## Set task A
Show every line of the records that contains the string "Target". Case counts.

++++ Quoted text ++++

My talk from CELF/ELC went up. I'm fairly proud of this one. It's about how the smartphone is replacing the personal computer (the way the PC replaced minicomputers and mainframes before it), what that means, and what I'm trying to do about it. (The outline's here.)


March 19, 2013

Sore throat, runny nose. Yeah, I had multiple children crawling on me for 3 days.

Now I'm having weird problems where the native build is breaking, but not in the same _place_. I run it twice and get two different breaks. I _think_ what's happening is suspending my netbook while a build is happening confuses qemu, or possibly distcc. Unfortunately, my netbook takes more than 12 hours to build LFS under qemu, and it's hard to leave it unperturbed that long when it's my primary machine and I have to suspend it to move it. I suppose I could disable distcc but then it would take even longer to build. (Well, not the perl build. Which is probably about half of it, due to the complete lack of acceleration running native perl code to produce more perl code has.)

I upgraded toybox, busybox, and the kernel. There hasn't been a uClibc release this year and the toolchain's same as last release. So what's going on? Hmmm...


March 18, 2013

Snowed in at my sister's, but three niecephews are in school and the one who has a snowday is asleep on the couch.

Hardwired the darn irq to 59. There's a point where working out what the math is _supposed_ to be and why it used to work out one way but doesn't now is just too many compile and test cycles for this netbook.

Two different people submitted uuencode implementations at the same time. An embarassment of riches. The pending directory is piling up a bit, I need to do all that review and polishing. My current head-scratcher is "who", the last "default n" thing outside the pending directory, which works fine for what it does but supports no options at present and posix says it should do "-abdHlmpqrstTu". Do I sit down and implement all of that before changing default y? Do I move it to "pending"? Do I document a variance from posix that we're not in the minicomputer world anymore so having multiple people logged into the same container is now fairly rare? (That's about the same logic by which I didn't bother with posix "talk", "mesg", and "write".)

++++ Input for this task ++++

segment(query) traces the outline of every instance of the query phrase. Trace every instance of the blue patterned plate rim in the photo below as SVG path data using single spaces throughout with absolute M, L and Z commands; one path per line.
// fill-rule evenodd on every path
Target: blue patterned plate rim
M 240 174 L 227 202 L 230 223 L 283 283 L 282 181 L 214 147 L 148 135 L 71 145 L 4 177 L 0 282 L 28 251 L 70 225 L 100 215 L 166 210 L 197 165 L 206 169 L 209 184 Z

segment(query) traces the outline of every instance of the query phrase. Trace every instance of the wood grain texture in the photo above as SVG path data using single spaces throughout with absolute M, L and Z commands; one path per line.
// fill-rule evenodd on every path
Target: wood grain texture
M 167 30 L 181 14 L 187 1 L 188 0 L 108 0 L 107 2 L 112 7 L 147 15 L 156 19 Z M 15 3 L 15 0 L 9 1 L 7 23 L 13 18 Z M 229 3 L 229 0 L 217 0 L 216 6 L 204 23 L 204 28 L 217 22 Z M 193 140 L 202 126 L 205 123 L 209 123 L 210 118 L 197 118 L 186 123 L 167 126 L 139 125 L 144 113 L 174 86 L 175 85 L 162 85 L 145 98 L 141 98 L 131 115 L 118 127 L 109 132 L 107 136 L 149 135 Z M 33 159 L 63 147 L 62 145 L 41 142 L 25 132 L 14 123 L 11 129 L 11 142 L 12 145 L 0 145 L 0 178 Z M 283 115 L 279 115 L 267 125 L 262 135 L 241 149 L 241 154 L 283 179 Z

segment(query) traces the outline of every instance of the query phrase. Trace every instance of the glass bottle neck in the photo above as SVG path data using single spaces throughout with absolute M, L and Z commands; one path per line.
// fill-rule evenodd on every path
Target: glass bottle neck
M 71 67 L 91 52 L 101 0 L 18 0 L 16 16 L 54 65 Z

++++

## Set task B
List everything the development log says was upgraded.

## Complete response A
Target: blue patterned plate rim
Target: wood grain texture
Target: glass bottle neck

## Complete response B
toybox, busybox, and the kernel